● **Your task**:
Using the entries below, output exactly the lines from the one containing "We need ground-truth boxes for the class grid" through the final line, both included, and no others.

● **Input data**:
======
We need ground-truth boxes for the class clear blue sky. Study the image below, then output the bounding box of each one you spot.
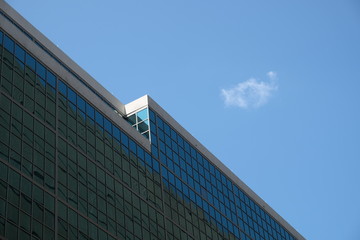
[7,1,360,239]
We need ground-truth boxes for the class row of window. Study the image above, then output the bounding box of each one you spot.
[0,38,57,129]
[152,111,295,240]
[149,114,247,239]
[0,93,56,195]
[152,116,245,238]
[0,161,55,240]
[0,31,56,88]
[163,183,241,240]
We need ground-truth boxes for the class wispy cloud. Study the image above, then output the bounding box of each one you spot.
[267,71,277,80]
[221,71,278,109]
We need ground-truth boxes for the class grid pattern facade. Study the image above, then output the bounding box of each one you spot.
[150,112,296,240]
[0,29,165,240]
[0,9,301,240]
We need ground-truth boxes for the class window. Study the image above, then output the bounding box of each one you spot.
[126,108,151,140]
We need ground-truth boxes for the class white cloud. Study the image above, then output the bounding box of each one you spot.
[221,71,278,109]
[267,71,277,80]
======
● **Solution for this task**:
We need ground-truth boxes for the class grid pattern facade. Study the image above, then output the bounding box of each one you spot.
[150,112,296,240]
[0,29,165,240]
[0,9,301,240]
We need ground-truth boxes for the class window. Study the image above, then output the bounding box of each one you spot.
[126,108,151,140]
We need ground-truth boxes for the class white cloud. Study the image above, then output the bounding box of each one you spot.
[221,71,278,109]
[267,71,277,80]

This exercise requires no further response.